***** GIVEN INFORMATION

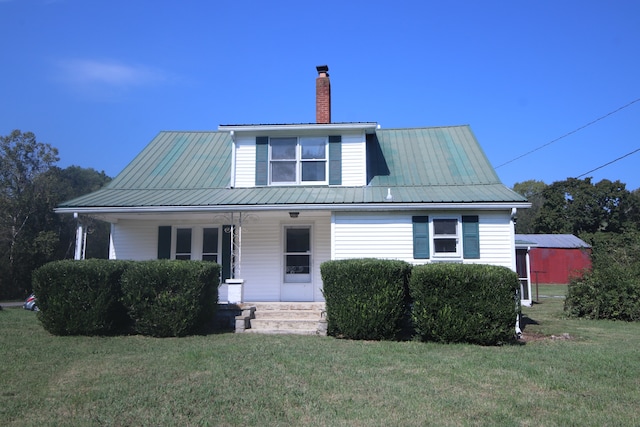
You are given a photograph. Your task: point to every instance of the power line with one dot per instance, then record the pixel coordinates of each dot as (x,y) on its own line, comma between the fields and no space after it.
(571,133)
(608,163)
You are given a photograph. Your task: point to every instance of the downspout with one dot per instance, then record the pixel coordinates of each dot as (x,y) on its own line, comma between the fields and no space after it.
(232,174)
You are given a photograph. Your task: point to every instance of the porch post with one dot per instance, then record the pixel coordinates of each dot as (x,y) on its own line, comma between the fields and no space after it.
(80,239)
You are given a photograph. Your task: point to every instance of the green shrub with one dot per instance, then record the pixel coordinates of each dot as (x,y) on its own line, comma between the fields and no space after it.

**********

Repeat all of the lines above word for word, leaving out the pictures.

§ FINAL ANSWER:
You are given a photograph. Your task: point to every instance of the power line with one dot per instance, then record the pixel coordinates of each dot as (x,y) on its own line, comma between the fields and no space after it.
(571,133)
(608,163)
You are given a photograph. Your task: point to every instance of the downspout with one dot per instance, then record the pixel coordinates of each dot as (x,y) on its own line, comma between the fields and no space after it.
(232,174)
You are given a photograph. Your task: point to every instance of the porch post with one dot per instance, then record the pixel coordinates of each dot as (x,y) on its own line, comma between the fields and no space after it.
(80,239)
You are given a photograph. Your task: point to every instance of the green shrub with one dot per instance, then record the pixel coordinates of each dot as (x,y) on its own line, comma between the fields and no space after it.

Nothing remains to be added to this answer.